**Task details:** Recast all of the material below as a numbered list with one line per item and no blank lines. Omit the pictures from your answer.

Position annotation records:

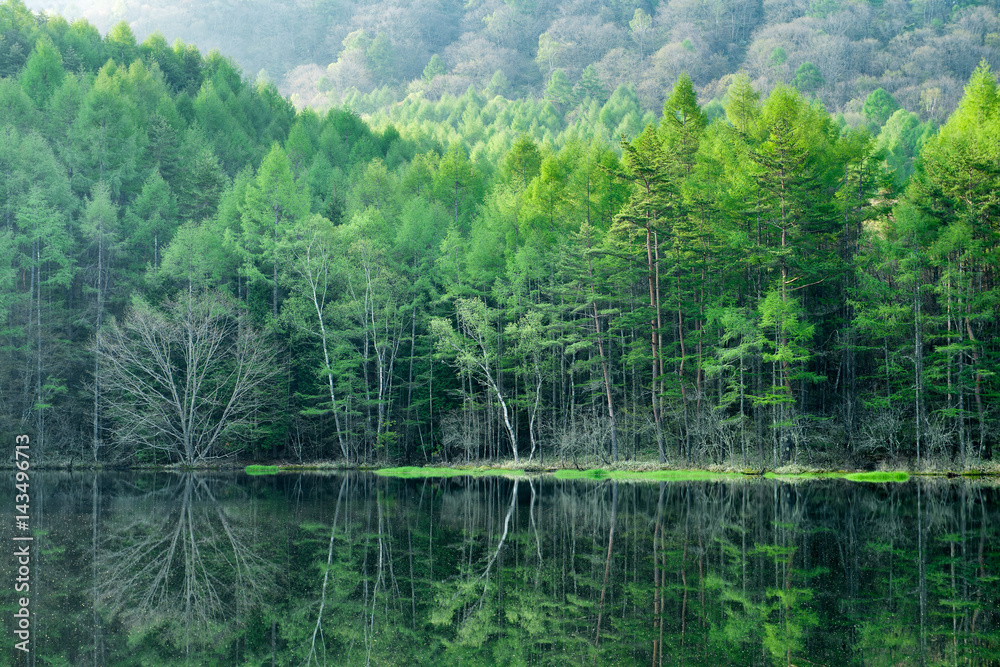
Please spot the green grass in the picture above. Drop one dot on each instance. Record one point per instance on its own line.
(261, 470)
(878, 476)
(645, 476)
(595, 473)
(416, 472)
(801, 475)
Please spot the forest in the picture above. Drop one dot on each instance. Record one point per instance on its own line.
(190, 269)
(373, 54)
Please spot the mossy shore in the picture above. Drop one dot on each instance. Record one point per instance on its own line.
(583, 470)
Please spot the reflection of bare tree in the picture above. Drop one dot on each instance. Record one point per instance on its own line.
(179, 558)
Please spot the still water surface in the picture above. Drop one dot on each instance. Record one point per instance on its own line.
(295, 569)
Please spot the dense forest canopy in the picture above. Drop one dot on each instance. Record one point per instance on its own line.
(373, 54)
(191, 268)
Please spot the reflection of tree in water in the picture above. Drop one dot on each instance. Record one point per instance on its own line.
(178, 561)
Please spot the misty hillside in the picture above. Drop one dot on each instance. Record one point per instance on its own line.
(372, 54)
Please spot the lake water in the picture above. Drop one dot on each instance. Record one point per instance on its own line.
(293, 569)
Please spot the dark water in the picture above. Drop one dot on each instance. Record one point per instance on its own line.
(144, 569)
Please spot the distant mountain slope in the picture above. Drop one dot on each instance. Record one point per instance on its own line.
(326, 51)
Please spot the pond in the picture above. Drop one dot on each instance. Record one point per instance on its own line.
(294, 569)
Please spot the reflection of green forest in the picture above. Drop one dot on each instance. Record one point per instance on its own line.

**Answer to this problem:**
1. Please spot the green grass in the picture above. Drop one dot on each instance. Record one point per instance on its own line.
2. (261, 470)
3. (878, 476)
4. (645, 476)
5. (595, 473)
6. (416, 472)
7. (801, 475)
8. Please spot the forest in the picture above. Drop one dot on each instance. Record one point per instance on its own line.
9. (190, 269)
10. (373, 54)
11. Please spot the mossy shore in the picture above. Drop one dot on each instance. Record one point per instance on its own line.
12. (583, 470)
13. Please spot the reflection of bare tree in the picture above. Drop one dot on each instance. Record one point per instance on its own line.
14. (179, 558)
15. Please spot the still water surface in the picture above. Drop one dot on each instance. Record one point per instance on its own line.
16. (295, 569)
17. Please spot the dense forest canopy in the picture above. Drop one dot on each instance. Record one point per instance on its own line.
18. (373, 54)
19. (191, 268)
20. Please spot the reflection of tree in water in the picture above. Drop one dot on each instance. Record one point per instance on its own line.
21. (178, 561)
22. Please spot the misty hillside in the picture above. Drop one dot on each instance. Record one point per instance on its own line.
23. (372, 54)
24. Please spot the lake water in the picture above. Drop one dot on each instance. Record one point per instance on its own line.
25. (293, 569)
26. Please spot the dark water in the picture above. Drop one dot on each instance. Record one point per instance on its own line.
27. (144, 569)
28. Please spot the distant mountain slope in the picture above. Drop one dot on each instance. Record one point per instance on its own line.
29. (326, 51)
30. Please spot the pond in the picture above. Drop one dot on each instance. Record one point per instance on its own line.
31. (294, 569)
32. Please spot the reflection of green forest in the picture above. Drop one dot on each instance. Record one point per instance on its own line.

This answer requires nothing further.